╭─ Texto presentado

Gabriel Zaid tiene razón (hasta cierto punto)

En 200 años de la historia de la música mexicana, de Jesús Flores y Escalante y Pablo Dueñas (Sony Music), aparte de otras rarezas, se incluye en el primero de los cuatro discos compactos, una pieza, “Mi Negra”, que con toda claridad dice “Negrita de mis amores, hoja de papel volando; a todos diles que sí, pero no les digas cuando; así me dijiste a mí, y hasta ahora vivo penando”. Si se le escucha más veces parece que se arrastra una s tímida: “hojas de papel volando”.
Hace unas semanas disentí de Gabriel Zaid; aseguré que la letra dice, como lo cantan todos los mariachis, “ojos de papel volando”; Zaid en su artículo de Letras Libres de noviembre de 2010 asegura que la letra original decía “hoja de papel volando”; así lo asegura además un descendiente de uno de los dos autores de “El son de La Negra”, Fidencio y Alberto Lomelí Gutiérrez, quienes la compusieron en 1926.

╰─

:: Acciones a realizar ::
1. Imprime el fragmento del texto presentado que va desde "En 200 años" hasta "compusieron en 1926.".
2. Responde estas preguntas sobre el texto presentado:
(a) ¿En cuál de los discos compactos de la recopilación se incluye la pieza “Mi Negra”?
(b) ¿En qué revista y en qué mes y año publicó Gabriel Zaid su artículo?
(c) ¿En qué año compusieron Fidencio y Alberto Lomelí Gutiérrez “El son de La Negra”?

╭─ Sección de datos

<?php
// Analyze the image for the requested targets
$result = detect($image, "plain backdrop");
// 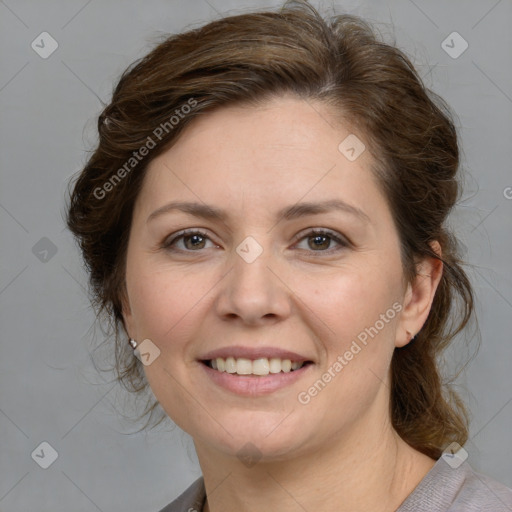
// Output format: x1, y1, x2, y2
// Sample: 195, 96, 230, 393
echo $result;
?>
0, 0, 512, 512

╰─
╭─ Sección de datos

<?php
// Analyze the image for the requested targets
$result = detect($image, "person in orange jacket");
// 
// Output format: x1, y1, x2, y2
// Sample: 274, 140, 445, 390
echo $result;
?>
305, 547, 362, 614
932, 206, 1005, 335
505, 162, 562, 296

╰─
╭─ Sección de datos

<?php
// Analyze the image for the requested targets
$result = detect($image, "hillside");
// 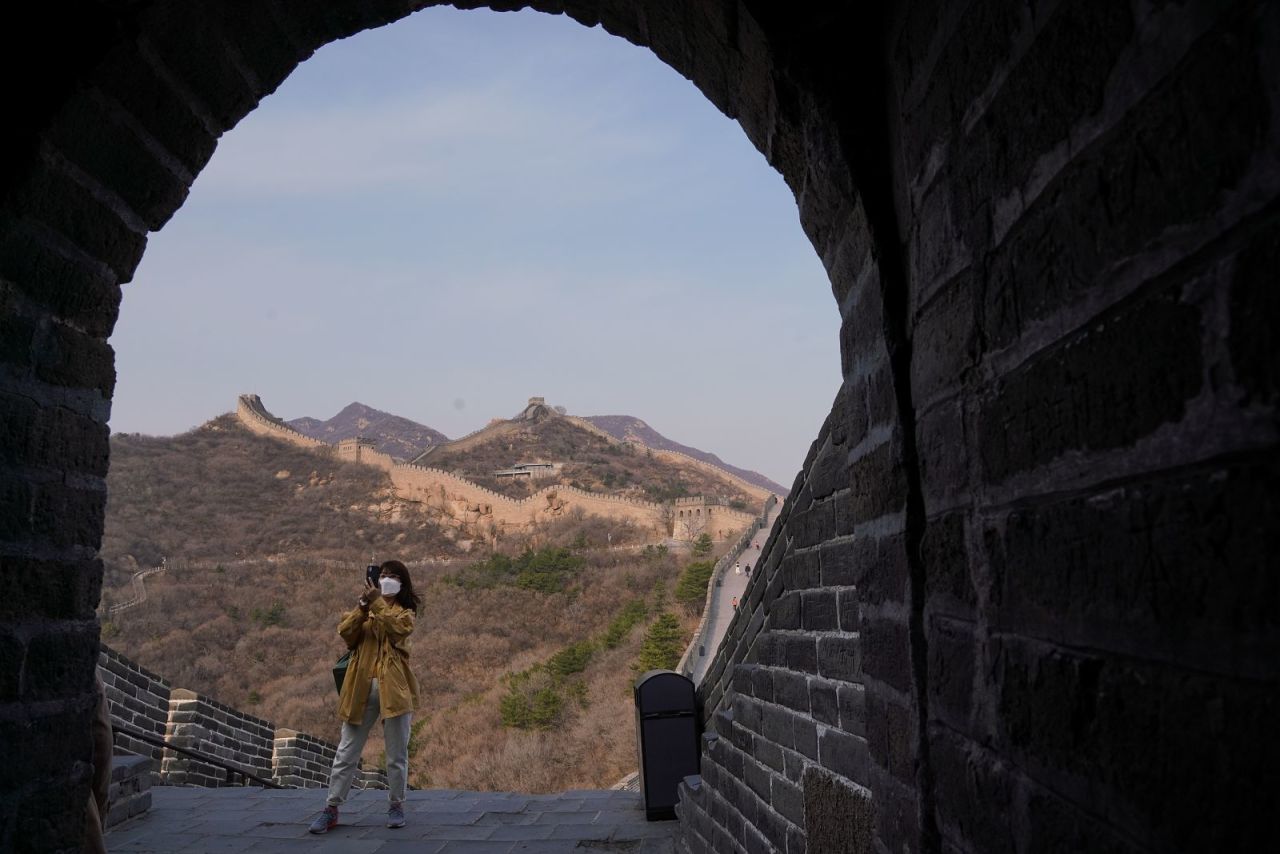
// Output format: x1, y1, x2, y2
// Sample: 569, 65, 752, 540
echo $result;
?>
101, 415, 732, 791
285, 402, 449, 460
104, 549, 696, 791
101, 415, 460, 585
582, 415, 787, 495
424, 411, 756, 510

╰─

:: Resultados ::
1.
En 200 años de la historia de la música mexicana, de Jesús Flores y Escalante y Pablo Dueñas (Sony Music), aparte de otras rarezas, se incluye en el primero de los cuatro discos compactos, una pieza, “Mi Negra”, que con toda claridad dice “Negrita de mis amores, hoja de papel volando; a todos diles que sí, pero no les digas cuando; así me dijiste a mí, y hasta ahora vivo penando”. Si se le escucha más veces parece que se arrastra una s tímida: “hojas de papel volando”.
Hace unas semanas disentí de Gabriel Zaid; aseguré que la letra dice, como lo cantan todos los mariachis, “ojos de papel volando”; Zaid en su artículo de Letras Libres de noviembre de 2010 asegura que la letra original decía “hoja de papel volando”; así lo asegura además un descendiente de uno de los dos autores de “El son de La Negra”, Fidencio y Alberto Lomelí Gutiérrez, quienes la compusieron en 1926.

2.
(a) En el primero de los cuatro discos compactos.
(b) En Letras Libres, en noviembre de 2010.
(c) En 1926.